[Referring expression data]
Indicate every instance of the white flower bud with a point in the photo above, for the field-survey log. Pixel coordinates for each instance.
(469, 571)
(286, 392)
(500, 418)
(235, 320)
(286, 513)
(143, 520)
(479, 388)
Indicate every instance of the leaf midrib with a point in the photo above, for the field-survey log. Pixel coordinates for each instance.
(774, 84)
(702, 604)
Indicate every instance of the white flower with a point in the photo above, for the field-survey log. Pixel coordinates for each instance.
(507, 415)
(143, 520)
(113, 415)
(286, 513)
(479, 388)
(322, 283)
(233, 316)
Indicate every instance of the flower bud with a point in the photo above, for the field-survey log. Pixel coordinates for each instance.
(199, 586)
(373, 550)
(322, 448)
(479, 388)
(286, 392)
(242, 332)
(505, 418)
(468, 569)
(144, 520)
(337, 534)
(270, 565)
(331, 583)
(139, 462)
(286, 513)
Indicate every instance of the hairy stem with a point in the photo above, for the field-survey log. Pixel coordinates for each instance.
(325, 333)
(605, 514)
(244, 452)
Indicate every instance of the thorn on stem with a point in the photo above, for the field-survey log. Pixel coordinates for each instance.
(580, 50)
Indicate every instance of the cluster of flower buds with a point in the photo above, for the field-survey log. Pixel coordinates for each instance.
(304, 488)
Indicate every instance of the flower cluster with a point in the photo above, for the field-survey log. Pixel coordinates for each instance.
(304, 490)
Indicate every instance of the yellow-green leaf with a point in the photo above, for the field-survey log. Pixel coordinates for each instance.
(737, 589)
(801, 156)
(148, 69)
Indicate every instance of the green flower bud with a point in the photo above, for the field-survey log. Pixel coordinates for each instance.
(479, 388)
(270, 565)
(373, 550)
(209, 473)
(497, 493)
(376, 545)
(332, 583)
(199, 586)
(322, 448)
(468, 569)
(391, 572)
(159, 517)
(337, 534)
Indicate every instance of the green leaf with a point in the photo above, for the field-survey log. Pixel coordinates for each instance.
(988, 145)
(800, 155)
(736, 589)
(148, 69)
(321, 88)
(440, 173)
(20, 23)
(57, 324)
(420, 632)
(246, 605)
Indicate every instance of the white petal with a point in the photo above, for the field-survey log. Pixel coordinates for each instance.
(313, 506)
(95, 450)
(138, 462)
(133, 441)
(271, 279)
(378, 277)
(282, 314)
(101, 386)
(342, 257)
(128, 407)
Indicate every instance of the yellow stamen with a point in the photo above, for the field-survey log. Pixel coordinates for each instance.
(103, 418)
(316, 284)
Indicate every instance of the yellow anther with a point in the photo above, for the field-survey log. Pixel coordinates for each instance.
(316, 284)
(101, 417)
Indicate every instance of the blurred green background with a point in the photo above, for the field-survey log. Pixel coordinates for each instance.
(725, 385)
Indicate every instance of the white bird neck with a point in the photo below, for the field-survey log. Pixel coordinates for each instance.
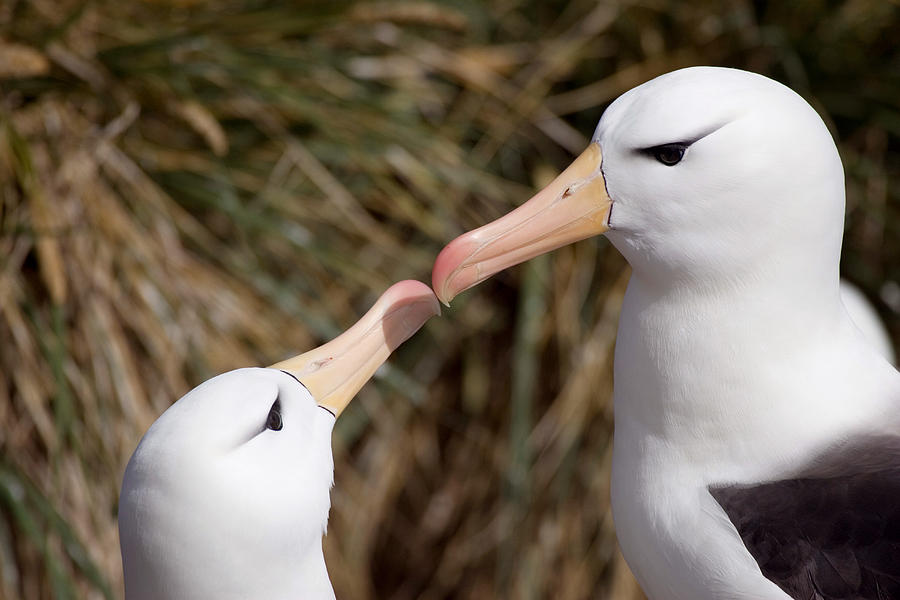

> WORK ITEM
Reproduce every record word for word. The copy must contain no pictures.

> ANSWER FOR THIS EXERCISE
Indicate every instance of the white flower bud with a point in the photo above, for the field-survey log. Pixel coordinates for each instance.
(469, 571)
(286, 392)
(500, 418)
(235, 320)
(286, 513)
(143, 520)
(479, 388)
Indicate every instance of the leaf midrib with a point in the photo above, for the field-survey log. Pixel coordinates for each instance.
(774, 84)
(702, 604)
Indicate every instance of the white flower with a point in the photo above, for the field-survey log. Pixel coordinates for each instance.
(507, 415)
(143, 520)
(113, 415)
(286, 513)
(479, 388)
(322, 283)
(233, 316)
Indicate every instance of the flower bud with a point in the photo above, for the field-survey log. Pixel coordinates for each instance.
(199, 586)
(373, 550)
(322, 448)
(479, 388)
(286, 392)
(242, 332)
(505, 418)
(468, 569)
(144, 520)
(337, 534)
(270, 565)
(331, 583)
(139, 462)
(286, 513)
Indicate every instance of the hairy stem with a point in the photo above, for the field-survey log. Pixel coordinates for each instance.
(325, 333)
(605, 514)
(244, 452)
Indicate every instance of the thorn on stem with a point in the photo above, for the field-survey log. Pixel coordinates for each instance.
(580, 50)
Indicate every instance of the cluster of flower buds with a point in the photo above, for the field-survey log. Pixel coordinates for each instance.
(304, 488)
Indicate every instance of the flower cluster with a point in the photo above, for the field-survey log. Pixel coordinates for each instance.
(304, 490)
Indicate every instance of the yellow-green leaf with a point in the photo above, for the field-survey log. Pixel coordinates for each instance.
(737, 589)
(801, 156)
(148, 69)
Indicate every instance of the green flower bud with a point in the photo above, for the field-survey log. Pixel coordinates for each instance.
(479, 388)
(270, 565)
(373, 550)
(209, 473)
(497, 493)
(376, 545)
(332, 583)
(199, 586)
(322, 448)
(468, 569)
(391, 572)
(159, 517)
(337, 534)
Indicate every instance of the green leaf with a point in the photo above, for the field-survey log. Pixel coordinates for each instance.
(988, 145)
(800, 155)
(736, 589)
(148, 69)
(321, 88)
(440, 173)
(20, 23)
(57, 324)
(420, 632)
(246, 605)
Indicate every instance of the white petal with a point in the photo above, for the field-survey log. Pixel coordinates for each instance.
(313, 506)
(95, 450)
(138, 462)
(133, 441)
(271, 279)
(378, 277)
(282, 314)
(101, 386)
(342, 257)
(128, 407)
Indicate every instance of the yellow stamen with a point in the photo above, for the field-survey log. Pixel coordinates for each instance.
(103, 418)
(316, 284)
Indicate every instance of the yellow anther with a point in the photo above, for the field-survey log. Pixel coordinates for each instance.
(316, 284)
(101, 417)
Indicate every instance of the blurred green background with a point in the photo above, for the field-survey log. Pixel coordinates for each instance.
(725, 385)
Indicate every instance of the white bird neck with a point in the photo below, for the field-survey log. Pixel coordinates for each instance.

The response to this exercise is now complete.